• **Короткая задача A**
Откуда, согласно исходному тексту, Ломоносов заимствовал тоническую метрику?

• **Исходный текст**

+++++

Пока Великороссийский язык был областным, до ХVIII века, он оставил немного памятников письменных, однако его лексикографическое богатство, синтаксическая гибкость достаточно развернули себя в народных пословицах, сказках и, преимущественно, песнях, которые без всякой письменной обработки в устах народа достигли высокой степени оригинального изящества. Из них видно, что Великороссийский язык, при одушевлении фантазии, способен к роскошному развитию и имеет самое счастливое расположение к музыкальности. Последнее доказывается метром народных песен, который так неистощимо разнообразен, и между тем основан на самых естественных началах мелодий, без тех условных искусственных цепей, которыми скована версификация других народов, не исключая древних Греков и Римлян. Скажем более: народное стихосложение Великороссиян представляет в себе совершеннейший образец музыкальности, какая только прилична слову человеческому: в нем главным основанием мелодии служит не одно лишь акустическое отношение звуков друг к другу, но логическое или, лучше, поэтическое отношение слов к выражаемой мысли, такт его определяется не числом, не протяжностью и не ударением отдельных слогов, а подчинением всей метрической строки одному или нескольким словам, на которых вместе с силою смысла сосредоточивается и напряжение голоса (см. Версификация). Эта природная мелодия Великороссийского языка, у лучших нынешних поэтов невольно пробивается сквозь оковы чужой тонической метрики, заимствованной Ломоносовым из Германии. Проза также способна к рифмической складности, которая дает ей благозвучную певучесть, несмотря на свойственные словам длинности, грубость некоторых гласных и частое стечение согласных. Любимое Великороссийским ухом падение есть дактило-хореическое (см. Рифм и Каданс). К риторическому округлению периодов нет расположения, речь охотнее выливается в коротких фразах, которые нередко начинаются частицами: ‘а, и, как’ и т. п., не требуя ни прежде ни после соответствующих союзов. В употреблении тропов и фигур замечательна бережливость. Впрочем, живопись языка достаточно поддерживается счастливым подбором эпитетов и редкими, но удачными, сравнениями.

+++++

• **Строки для обработки**

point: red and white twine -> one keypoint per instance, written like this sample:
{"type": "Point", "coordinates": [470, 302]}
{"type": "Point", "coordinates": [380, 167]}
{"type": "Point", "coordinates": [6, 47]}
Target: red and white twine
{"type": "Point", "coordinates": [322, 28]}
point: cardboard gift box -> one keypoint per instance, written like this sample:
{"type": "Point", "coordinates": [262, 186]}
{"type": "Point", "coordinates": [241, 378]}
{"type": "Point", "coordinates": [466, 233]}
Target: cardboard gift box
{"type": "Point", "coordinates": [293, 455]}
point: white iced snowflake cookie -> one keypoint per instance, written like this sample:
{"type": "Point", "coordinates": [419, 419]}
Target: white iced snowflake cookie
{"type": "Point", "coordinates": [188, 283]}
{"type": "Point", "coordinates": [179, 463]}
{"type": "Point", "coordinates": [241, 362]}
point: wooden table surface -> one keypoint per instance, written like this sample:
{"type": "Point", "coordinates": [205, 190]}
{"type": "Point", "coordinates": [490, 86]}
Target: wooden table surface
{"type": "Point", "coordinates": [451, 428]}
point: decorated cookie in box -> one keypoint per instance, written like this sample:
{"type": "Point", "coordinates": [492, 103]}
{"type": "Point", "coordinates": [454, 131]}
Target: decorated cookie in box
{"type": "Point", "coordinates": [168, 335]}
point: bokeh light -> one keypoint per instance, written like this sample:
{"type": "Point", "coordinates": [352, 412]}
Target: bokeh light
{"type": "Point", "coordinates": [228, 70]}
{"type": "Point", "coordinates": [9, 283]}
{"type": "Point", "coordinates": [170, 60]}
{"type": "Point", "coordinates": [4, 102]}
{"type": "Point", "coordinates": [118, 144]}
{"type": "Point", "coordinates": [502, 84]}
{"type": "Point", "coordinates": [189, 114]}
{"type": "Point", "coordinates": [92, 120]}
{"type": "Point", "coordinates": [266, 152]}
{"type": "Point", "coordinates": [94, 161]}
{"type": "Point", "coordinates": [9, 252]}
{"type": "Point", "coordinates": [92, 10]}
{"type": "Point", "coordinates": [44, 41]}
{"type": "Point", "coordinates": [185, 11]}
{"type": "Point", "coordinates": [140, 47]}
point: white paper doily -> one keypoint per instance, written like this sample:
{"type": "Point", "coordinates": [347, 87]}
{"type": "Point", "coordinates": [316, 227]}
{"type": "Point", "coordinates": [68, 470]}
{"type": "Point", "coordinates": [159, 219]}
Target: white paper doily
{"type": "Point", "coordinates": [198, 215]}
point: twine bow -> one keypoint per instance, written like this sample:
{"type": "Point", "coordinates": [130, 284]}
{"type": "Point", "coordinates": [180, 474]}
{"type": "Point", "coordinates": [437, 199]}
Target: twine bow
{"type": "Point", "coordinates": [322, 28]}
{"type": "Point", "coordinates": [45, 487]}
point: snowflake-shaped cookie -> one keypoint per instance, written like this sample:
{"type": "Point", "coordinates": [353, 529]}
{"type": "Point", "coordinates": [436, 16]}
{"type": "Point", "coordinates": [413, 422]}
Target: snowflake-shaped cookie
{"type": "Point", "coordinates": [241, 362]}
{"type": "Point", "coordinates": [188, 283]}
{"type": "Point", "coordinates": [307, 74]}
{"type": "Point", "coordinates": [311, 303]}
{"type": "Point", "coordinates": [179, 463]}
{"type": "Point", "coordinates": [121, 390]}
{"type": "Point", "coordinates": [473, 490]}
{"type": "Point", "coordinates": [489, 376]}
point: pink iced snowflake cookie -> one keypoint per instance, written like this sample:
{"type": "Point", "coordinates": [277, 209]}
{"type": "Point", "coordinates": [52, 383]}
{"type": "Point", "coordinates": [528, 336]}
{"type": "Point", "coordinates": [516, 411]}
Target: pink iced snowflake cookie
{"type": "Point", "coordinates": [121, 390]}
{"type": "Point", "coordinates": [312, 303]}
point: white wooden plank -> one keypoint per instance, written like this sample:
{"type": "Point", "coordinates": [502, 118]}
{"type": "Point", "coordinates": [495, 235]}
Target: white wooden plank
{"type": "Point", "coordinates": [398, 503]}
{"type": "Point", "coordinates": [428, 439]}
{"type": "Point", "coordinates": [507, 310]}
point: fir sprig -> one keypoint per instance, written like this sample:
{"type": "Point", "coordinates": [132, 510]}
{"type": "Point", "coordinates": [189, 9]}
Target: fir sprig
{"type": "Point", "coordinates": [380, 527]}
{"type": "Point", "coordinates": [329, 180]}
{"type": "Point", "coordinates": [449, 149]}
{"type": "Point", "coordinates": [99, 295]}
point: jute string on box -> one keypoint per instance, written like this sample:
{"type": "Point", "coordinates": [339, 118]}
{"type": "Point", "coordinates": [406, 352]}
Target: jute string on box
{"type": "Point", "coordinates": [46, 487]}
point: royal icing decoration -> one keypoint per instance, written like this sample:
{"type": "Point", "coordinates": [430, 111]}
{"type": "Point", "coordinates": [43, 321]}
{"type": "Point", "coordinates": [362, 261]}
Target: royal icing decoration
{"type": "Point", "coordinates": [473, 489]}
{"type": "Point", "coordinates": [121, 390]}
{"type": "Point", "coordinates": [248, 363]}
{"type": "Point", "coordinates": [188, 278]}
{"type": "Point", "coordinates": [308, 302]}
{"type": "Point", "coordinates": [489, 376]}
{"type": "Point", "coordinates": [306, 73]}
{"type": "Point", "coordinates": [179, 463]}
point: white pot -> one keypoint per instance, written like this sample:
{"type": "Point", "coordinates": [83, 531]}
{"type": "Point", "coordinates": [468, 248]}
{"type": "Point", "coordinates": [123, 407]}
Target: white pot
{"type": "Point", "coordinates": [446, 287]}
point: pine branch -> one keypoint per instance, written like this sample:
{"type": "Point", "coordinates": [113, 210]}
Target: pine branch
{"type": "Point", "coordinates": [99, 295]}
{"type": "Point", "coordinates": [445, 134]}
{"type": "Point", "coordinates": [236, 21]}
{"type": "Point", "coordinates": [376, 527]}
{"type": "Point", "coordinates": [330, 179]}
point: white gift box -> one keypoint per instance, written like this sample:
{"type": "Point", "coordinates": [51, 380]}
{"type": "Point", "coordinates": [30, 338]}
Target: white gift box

+++++

• **Короткая задача B**
Найдите выше все строки, в которых встречается строка «string», и выпишите их целиком. Регистр букв имеет значение.

• **Полный ответ A**
Из Германии.

• **Полный ответ B**
point: jute string on box -> one keypoint per instance, written like this sample:
Target: jute string on box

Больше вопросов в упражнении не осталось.